Extracted material>
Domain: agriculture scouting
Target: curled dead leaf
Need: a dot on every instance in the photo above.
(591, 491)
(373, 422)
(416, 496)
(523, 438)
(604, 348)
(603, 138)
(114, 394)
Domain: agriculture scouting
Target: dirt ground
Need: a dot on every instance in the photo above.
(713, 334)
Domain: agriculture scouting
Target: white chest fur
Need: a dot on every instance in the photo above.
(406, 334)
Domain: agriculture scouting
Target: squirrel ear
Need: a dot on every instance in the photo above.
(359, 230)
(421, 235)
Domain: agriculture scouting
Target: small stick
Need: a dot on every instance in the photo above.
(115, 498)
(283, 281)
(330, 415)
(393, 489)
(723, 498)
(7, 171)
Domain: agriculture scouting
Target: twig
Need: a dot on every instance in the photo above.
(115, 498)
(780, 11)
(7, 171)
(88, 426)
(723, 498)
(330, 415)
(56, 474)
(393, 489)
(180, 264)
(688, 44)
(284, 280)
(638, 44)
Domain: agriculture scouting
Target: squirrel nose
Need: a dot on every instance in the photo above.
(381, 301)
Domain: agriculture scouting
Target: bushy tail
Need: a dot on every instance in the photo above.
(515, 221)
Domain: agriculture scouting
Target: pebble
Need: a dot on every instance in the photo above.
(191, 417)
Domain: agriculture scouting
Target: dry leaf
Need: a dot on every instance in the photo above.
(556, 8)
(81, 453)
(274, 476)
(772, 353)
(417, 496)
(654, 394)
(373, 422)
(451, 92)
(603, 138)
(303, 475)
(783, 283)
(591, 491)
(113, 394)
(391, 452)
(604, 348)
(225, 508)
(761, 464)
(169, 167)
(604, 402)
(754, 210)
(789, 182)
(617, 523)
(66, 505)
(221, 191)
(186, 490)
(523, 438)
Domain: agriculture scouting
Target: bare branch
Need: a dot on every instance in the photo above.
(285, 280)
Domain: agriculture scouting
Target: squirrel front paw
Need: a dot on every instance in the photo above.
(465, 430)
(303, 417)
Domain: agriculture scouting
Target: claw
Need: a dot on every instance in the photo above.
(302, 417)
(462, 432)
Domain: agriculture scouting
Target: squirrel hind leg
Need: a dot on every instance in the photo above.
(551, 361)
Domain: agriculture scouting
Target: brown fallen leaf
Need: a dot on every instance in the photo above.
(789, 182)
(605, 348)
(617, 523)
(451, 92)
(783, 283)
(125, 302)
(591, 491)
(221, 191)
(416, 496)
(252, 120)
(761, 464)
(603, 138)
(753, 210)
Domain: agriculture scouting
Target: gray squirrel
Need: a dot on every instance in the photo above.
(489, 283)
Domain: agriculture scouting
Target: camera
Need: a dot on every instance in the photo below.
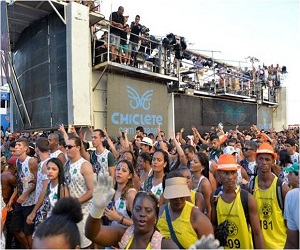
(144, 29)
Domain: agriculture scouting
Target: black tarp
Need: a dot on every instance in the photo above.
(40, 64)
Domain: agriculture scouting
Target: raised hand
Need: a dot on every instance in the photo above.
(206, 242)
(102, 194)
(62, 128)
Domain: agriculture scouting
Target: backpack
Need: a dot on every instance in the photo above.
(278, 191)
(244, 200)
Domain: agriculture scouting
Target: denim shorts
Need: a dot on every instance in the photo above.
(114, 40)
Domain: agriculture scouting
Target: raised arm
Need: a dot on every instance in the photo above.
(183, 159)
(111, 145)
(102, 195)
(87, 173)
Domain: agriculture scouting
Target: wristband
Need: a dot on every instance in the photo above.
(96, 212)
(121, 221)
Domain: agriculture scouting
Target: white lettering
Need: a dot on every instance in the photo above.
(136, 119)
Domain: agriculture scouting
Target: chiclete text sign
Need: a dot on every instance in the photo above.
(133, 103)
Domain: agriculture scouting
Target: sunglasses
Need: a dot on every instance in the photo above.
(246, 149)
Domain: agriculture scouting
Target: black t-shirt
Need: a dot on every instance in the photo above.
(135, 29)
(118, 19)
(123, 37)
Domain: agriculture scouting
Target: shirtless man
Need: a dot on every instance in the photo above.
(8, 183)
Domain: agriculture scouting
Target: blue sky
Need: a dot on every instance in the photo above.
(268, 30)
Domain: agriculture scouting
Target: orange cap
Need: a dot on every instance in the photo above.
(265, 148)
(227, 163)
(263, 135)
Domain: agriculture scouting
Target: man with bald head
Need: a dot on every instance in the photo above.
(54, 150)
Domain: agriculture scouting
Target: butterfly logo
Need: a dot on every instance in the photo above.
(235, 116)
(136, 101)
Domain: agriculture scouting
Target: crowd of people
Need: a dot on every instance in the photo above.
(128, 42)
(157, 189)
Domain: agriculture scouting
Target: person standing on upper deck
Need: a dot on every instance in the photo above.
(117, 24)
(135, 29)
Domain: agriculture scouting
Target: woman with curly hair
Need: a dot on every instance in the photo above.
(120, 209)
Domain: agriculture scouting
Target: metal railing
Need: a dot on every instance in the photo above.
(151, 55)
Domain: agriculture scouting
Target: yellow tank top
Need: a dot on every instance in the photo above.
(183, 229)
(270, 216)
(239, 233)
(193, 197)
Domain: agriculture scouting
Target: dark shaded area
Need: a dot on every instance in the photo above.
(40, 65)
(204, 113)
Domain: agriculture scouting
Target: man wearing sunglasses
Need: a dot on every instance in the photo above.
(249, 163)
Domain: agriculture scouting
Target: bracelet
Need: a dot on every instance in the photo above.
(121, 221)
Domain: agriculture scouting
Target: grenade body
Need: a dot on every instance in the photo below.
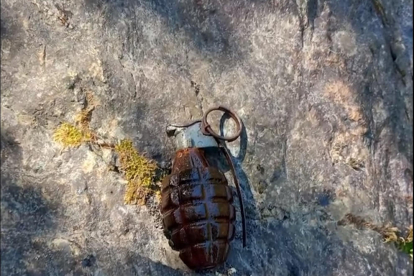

Objective> Collect each line of the data above that contains the string "raised", copying every one unchanged.

Solution to this problem>
Target: raised hand
Target: raised arm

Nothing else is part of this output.